Written instruction => Would you quote the material below in full and unchanged?

Input data =>
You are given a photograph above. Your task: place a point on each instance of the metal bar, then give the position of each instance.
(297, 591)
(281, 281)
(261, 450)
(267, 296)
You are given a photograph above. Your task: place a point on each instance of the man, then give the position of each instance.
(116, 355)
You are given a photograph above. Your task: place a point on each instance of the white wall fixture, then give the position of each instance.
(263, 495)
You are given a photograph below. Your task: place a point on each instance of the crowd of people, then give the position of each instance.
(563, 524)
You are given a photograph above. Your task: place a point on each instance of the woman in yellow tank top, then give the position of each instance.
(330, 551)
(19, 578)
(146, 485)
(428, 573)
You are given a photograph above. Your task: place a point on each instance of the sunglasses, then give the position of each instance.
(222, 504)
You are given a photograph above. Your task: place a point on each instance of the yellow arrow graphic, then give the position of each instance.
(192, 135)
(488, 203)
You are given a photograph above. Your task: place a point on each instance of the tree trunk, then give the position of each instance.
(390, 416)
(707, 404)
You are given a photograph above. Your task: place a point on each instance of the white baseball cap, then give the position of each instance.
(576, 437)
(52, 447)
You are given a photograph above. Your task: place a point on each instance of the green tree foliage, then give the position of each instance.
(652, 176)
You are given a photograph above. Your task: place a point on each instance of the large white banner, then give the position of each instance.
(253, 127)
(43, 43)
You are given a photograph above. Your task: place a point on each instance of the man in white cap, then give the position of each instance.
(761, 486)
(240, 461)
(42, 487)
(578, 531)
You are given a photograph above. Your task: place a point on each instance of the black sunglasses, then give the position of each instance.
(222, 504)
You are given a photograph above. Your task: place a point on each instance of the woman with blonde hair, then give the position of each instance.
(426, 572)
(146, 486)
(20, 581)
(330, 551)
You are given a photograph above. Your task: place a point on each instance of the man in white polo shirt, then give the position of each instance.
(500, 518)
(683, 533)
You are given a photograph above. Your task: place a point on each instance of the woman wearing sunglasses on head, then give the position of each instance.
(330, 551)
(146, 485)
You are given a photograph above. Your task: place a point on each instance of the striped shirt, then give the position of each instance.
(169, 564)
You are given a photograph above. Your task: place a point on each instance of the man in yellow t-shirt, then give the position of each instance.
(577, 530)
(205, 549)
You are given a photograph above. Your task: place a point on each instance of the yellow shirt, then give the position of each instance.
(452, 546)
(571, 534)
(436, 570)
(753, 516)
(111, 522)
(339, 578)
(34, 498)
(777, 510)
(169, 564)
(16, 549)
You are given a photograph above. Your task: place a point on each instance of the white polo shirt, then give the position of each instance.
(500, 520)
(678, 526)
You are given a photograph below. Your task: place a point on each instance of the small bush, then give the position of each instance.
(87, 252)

Result of the task =>
You are given a photograph above. Your task: place a point on each instance of the metal bar, then give the position of each instance.
(297, 591)
(281, 281)
(261, 450)
(267, 296)
You are given a photograph above. Your task: place a point on each instance of the man, then give the position of each instance.
(116, 355)
You are given a photograph above. Your task: place a point on each instance of the white wall fixture, then give the position of each instance.
(263, 495)
You are given a photograph below. Your task: place a point on each instance of the crowd of people, then give the position of each instance.
(563, 524)
You are given a photograph above. Your task: place a point on each instance of the woman in yellow tank top, then give the position of each instance.
(330, 551)
(19, 578)
(146, 485)
(428, 573)
You are given a photograph above. Your task: place a point on each instance of the sunglasses, then give the position of each instance.
(222, 504)
You are given a photograph above. Your task: place a point on each instance of the yellow arrow graphic, then give the position of each instance.
(192, 135)
(488, 203)
You are given a photograph above. Your task: place a point on each instance of the tree trunk, then give the position of each instance.
(390, 416)
(707, 404)
You are given a photograph above. Your task: place a point on each instance of the white baseball cap, then give the position of each instance.
(576, 437)
(52, 447)
You are given a photograph above. Your task: place a point on each instance of the green tree foliage, then give the position of each instance.
(652, 176)
You are given a photograph above. Your task: place a point on each instance of the large white banner, then give the position of each instance.
(253, 127)
(43, 43)
You are given a photograph above. Your task: place a point on each instance of the man in white cap, then give the position of each instance.
(761, 486)
(240, 461)
(42, 487)
(578, 531)
You are given a photograph above. Your task: place a point on each instance of the black sunglasses, then give the position of each instance.
(222, 504)
You are given a photograph above. Your task: place a point on each instance of the woman with blonde hair, then give the position of each instance.
(426, 572)
(146, 486)
(20, 581)
(330, 551)
You are given a photograph above. Your task: place a point on each instance of the man in white polo shirt, then give the position of each instance.
(500, 518)
(683, 533)
You are given a photograph above. Your task: place a point on each instance of the woman wearing sunglasses on head, then give the position of each instance.
(330, 551)
(146, 485)
You are given a photograph above. Your task: place a point on each instance of the striped shirt, then give the position of each instance.
(169, 564)
You are given a photograph above. Your task: place a point on each instance of the man in yellow t-shirt, then give the position of each instance.
(577, 530)
(205, 549)
You are given a photograph above. Your task: place a point on each instance of the yellow shirt, then give the position of each instance.
(452, 546)
(571, 534)
(436, 570)
(753, 516)
(111, 522)
(339, 578)
(34, 498)
(777, 510)
(169, 564)
(16, 549)
You are given a photograph above. Your task: place a point on each instance of the white polo shirt, then give the position of each instance.
(500, 520)
(678, 526)
You are given a photograph below. Your task: place a point on each instance of the small bush, then give the position of each instance.
(87, 252)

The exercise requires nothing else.